*Fragment do przeczytania:*

Stanisław Witkiewicz był malarzem, architektem, pisarzem i teoretykiem sztuki. Był też twórcą i popularyzatorem stylu zakopiańskiego w architekturze. Urodził się w 1851 roku. Była to tak barwna i niezwykła osobistość w polskiej kulturze, że nie sposób go opisać w kilku zdaniach. Dlatego też od razu przejdziemy do interesującego nas momentu w życiu Witkiewicza, który był przełomowy (dla dociekliwych, więcej historii związanej ze Stanisławem Witkiewiczem TUTAJ). Chorował on na gruźlicę, dlatego przeniósł się z Warszawy do Zakopanego w 1890 roku.
Stanisław Witkiewicz z synem (fot. Wikipedia)
Wtedy to nastąpiła u niego swoista przemiana, z bezdusznego naturalisty na neoromantyka, który szuka ducha w otaczającej rzeczywistości. Spowodowane było to fascynacją sił przyrody, jaka szczególnie w górach się ukazuje. Witkiewicz miał wcześniej styczność z japońskim drzeworytem, który w bardzo ciekawy sposób przestawiał siły przyrody, co widać w jego obrazach. Właśnie w Zakopanem poczuł siłę drzeworytu japońskiego.
Jednocześnie ogromne wrażenie robił na nim podhalański folklor. Dostał wtedy wręcz olśnienia, dochodząc do wniosku, że to właśnie w sztuce ludowej znaleźć można prawdziwą tożsamość kulturową narodu. Zasadniczo Polacy zawsze tylko chłonęli zachodnie mody, często bezrefleksyjnie, tracąc swoją tożsamość. Witkiewicz znalazł ją na Podhalu, w góralskich chatach. Dzięki tej inspiracji, narodził się polski styl w architekturze, nazywany potem zakopiańskim. Ówczesna Galicja Zachodnia, z Krakowem jako ośrodkiem, uległa fascynacji Podhalem i kulturą górali, natomiast Galicja Wschodnia ze Lwowem jako ośrodkiem, przechodziła okres fascynacji Karpatami i kulturą Huculi.
Szczególne inspiracje wzbudzały w Witkiewiczu bogato zdobione przedmioty w biednych chatach podhalańskich. Od razu narzuciły się myśli, by wykorzystać te niezwykłe wzory i przemycić do zdobień luksusowych mebli, czy narzędzi. Takie przenikanie ludowego wzoru spowodowałoby, że wytworzyłaby się sztuka uniwersalna, niepodzielona na klasy. Dlatego też ludzie, z którymi się stykał, fascynowali się opisywaniem kultury Podhala i kolekcjonerstwem. Nawzajem napędzali się, wyszukując nowych historii czy eksponatów. Być może dzięki Stanisławowi Witkiewiczowi, do kolekcji Dembowskich, trafiły klocki z drzeworytem płazowskim. Jedyne źródło, związane z tą sprawą, znajdziemy w zapiskach z podróży Karola Notza, z 1904 roku. Przy opisie Płazowa, znajduje się takie oto zdanie:
„Były drzeworyty, które Witkiewicz zabrał do Krakowa wyrób krajowy”

*Udostępniony materiał:*
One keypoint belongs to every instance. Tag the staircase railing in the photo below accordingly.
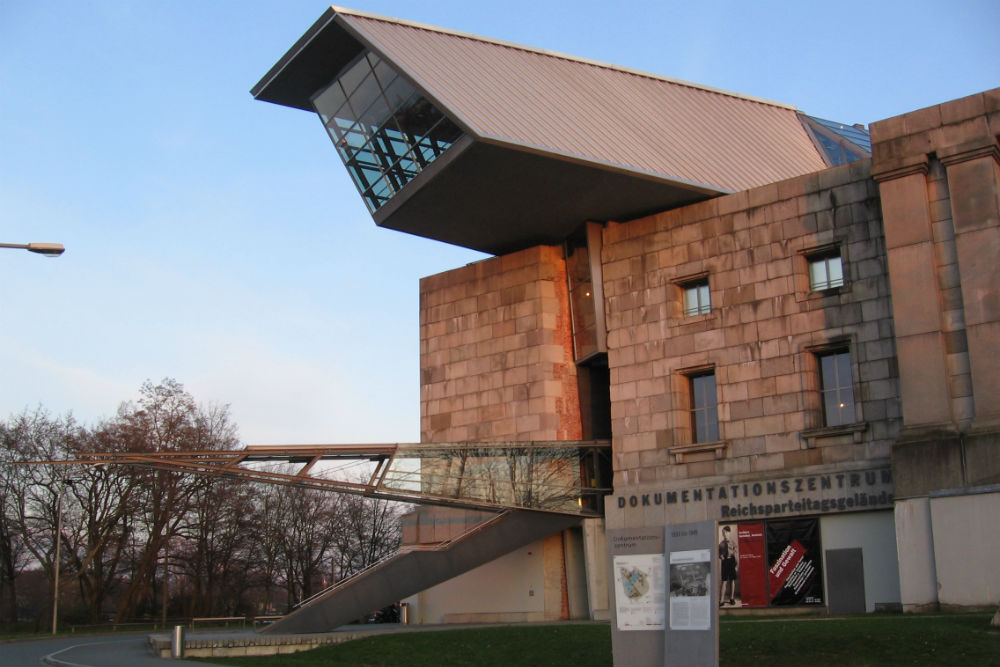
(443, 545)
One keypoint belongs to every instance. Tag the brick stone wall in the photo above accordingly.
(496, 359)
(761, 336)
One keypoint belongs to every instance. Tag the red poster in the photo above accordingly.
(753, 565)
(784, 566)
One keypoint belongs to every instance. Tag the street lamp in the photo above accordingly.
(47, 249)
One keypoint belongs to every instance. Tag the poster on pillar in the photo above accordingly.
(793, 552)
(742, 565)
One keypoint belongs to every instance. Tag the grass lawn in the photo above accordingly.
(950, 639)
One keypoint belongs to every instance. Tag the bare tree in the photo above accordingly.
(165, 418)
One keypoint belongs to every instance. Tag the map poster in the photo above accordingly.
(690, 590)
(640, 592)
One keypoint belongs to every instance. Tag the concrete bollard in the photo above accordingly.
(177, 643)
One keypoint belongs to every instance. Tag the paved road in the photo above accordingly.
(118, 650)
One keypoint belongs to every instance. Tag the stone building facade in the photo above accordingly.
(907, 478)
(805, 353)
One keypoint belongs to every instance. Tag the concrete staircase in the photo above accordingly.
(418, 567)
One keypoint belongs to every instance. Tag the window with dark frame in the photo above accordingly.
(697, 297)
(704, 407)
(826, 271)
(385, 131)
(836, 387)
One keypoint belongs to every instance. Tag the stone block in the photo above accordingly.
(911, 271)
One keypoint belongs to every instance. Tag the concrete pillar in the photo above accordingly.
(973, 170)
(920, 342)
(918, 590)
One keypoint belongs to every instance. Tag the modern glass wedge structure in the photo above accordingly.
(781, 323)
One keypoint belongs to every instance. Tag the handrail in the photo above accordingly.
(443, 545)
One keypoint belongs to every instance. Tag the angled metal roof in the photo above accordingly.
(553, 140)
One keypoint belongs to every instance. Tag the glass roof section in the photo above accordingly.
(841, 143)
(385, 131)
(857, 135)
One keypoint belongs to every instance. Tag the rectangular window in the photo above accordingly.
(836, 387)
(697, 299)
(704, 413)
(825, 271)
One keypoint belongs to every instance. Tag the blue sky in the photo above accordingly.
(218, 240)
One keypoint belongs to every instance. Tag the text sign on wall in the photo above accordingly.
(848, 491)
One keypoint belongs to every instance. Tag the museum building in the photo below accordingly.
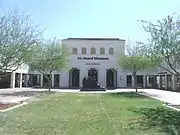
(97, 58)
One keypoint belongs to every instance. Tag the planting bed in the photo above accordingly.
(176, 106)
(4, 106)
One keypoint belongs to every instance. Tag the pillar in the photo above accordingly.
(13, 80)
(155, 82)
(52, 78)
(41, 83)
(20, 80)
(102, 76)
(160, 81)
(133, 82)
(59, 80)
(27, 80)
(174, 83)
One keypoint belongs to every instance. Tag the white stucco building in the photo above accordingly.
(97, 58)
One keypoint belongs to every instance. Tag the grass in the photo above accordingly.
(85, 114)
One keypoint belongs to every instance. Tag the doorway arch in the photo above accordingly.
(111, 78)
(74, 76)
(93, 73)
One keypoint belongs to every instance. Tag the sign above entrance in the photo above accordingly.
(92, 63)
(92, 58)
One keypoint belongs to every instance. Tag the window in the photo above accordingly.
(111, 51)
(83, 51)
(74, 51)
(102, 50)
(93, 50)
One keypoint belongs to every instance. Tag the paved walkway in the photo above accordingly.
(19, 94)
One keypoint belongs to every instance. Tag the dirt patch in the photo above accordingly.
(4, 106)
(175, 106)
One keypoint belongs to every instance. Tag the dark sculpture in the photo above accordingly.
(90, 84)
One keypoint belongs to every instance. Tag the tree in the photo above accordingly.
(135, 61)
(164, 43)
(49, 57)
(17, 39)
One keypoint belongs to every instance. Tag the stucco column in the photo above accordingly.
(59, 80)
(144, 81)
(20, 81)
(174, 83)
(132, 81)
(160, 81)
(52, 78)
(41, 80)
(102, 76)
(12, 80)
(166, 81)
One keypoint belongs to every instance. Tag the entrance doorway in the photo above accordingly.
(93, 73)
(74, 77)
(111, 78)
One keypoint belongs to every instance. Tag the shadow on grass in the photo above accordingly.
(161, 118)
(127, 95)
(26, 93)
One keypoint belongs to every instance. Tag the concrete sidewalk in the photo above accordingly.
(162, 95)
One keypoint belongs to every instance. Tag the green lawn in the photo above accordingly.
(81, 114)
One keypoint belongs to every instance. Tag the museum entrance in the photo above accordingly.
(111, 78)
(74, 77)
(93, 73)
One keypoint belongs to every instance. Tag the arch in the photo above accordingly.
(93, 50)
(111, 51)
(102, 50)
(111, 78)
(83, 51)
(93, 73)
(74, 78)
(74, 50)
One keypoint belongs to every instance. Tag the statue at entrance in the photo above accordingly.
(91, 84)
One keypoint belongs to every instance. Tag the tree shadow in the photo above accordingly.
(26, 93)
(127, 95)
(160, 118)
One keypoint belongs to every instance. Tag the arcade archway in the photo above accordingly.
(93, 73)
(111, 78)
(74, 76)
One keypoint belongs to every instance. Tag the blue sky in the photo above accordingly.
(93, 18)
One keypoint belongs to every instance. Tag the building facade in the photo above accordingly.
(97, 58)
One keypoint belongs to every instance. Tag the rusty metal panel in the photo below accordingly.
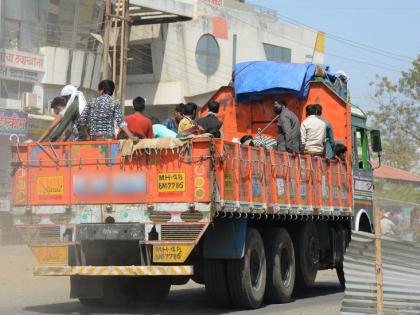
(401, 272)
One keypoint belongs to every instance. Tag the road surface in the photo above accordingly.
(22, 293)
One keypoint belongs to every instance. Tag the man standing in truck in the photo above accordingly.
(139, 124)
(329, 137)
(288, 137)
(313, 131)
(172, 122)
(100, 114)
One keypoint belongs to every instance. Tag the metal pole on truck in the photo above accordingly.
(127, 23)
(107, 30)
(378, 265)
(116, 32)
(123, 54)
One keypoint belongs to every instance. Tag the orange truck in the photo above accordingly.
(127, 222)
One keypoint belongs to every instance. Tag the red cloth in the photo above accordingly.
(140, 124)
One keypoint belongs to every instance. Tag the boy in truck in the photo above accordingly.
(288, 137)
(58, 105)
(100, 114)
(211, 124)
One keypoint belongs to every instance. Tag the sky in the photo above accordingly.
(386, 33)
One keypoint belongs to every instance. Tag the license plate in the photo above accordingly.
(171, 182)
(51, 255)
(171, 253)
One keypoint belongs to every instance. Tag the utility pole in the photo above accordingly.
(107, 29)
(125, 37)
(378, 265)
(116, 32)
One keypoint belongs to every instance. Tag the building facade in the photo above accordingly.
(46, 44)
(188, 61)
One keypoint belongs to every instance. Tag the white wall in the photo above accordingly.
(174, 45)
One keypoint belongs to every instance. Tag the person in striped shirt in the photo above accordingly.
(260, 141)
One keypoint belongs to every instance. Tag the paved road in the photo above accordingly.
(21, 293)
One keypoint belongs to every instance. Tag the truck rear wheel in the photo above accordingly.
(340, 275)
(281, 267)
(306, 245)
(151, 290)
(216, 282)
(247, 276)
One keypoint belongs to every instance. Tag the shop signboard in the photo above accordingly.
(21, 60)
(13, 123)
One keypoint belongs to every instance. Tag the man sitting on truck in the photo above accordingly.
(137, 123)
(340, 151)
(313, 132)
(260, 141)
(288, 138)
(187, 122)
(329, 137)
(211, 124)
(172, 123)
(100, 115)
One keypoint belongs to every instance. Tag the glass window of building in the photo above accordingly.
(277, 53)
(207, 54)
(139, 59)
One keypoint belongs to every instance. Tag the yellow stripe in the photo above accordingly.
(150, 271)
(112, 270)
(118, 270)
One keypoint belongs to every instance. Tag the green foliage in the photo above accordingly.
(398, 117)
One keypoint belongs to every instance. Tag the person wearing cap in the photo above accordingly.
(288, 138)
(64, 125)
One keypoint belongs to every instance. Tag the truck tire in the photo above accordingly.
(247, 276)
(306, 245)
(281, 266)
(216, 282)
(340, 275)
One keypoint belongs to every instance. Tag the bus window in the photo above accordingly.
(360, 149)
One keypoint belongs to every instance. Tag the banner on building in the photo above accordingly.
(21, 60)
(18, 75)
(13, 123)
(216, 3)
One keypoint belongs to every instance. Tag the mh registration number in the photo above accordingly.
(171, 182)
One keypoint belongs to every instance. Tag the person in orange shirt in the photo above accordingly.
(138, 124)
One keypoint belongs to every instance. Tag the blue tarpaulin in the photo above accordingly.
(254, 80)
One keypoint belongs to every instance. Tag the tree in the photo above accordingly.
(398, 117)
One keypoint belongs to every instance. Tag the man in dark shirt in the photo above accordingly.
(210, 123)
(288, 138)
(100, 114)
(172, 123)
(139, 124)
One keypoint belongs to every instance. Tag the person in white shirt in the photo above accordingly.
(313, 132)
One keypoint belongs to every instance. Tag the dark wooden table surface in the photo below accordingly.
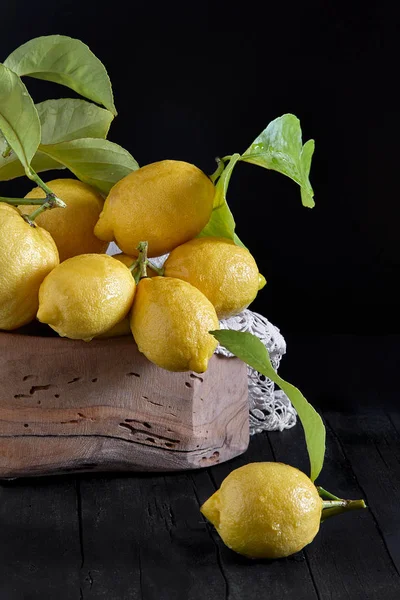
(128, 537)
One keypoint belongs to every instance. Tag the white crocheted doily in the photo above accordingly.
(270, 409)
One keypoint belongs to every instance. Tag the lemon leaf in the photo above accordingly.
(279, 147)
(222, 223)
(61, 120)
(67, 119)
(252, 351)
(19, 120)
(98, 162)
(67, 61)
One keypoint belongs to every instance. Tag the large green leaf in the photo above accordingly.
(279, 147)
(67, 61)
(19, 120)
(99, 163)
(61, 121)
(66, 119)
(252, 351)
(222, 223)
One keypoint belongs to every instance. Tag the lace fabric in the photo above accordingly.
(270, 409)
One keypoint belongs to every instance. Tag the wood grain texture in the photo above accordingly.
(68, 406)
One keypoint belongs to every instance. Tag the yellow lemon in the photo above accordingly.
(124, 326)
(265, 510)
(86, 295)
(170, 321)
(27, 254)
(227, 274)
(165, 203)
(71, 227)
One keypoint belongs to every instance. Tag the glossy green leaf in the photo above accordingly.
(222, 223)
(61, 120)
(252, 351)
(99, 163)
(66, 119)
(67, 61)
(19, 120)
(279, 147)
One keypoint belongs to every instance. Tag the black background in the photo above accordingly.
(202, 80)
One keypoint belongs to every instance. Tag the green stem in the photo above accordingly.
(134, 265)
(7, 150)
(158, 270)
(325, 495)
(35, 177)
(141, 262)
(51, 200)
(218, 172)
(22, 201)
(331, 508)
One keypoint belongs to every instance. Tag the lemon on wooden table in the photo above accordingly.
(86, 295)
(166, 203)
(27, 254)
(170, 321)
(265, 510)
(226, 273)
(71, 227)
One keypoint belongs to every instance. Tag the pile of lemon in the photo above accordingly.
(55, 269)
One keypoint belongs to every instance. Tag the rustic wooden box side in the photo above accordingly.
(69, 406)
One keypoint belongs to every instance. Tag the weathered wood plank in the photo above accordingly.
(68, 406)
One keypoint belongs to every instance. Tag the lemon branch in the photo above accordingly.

*Krótkie zadanie 1:*
Zaktualizuj w tekście o Stanisławie Witkiewiczu wszystko od słów „Jednocześnie ogromne wrażenie” aż po słowa „i kulturą Huculi.”, zamieniając „ogromne wrażenie” na „duże wrażenie”, i podaj ten fragment ponownie.
*Krótkie zadanie 2:*
W którym roku, według tekstu o Stanisławie Witkiewiczu, przeniósł się on z Warszawy do Zakopanego?
Do wykonania zadań wiersze nie są potrzebne.

*Poprawna odpowiedź 1:*
Jednocześnie duże wrażenie robił na nim podhalański folklor. Dostał wtedy wręcz olśnienia, dochodząc do wniosku, że to właśnie w sztuce ludowej znaleźć można prawdziwą tożsamość kulturową narodu. Zasadniczo Polacy zawsze tylko chłonęli zachodnie mody, często bezrefleksyjnie, tracąc swoją tożsamość. Witkiewicz znalazł ją na Podhalu, w góralskich chatach. Dzięki tej inspiracji, narodził się polski styl w architekturze, nazywany potem zakopiańskim. Ówczesna Galicja Zachodnia, z Krakowem jako ośrodkiem, uległa fascynacji Podhalem i kulturą górali, natomiast Galicja Wschodnia ze Lwowem jako ośrodkiem, przechodziła okres fascynacji Karpatami i kulturą Huculi.

*Poprawna odpowiedź 2:*
W 1890 roku.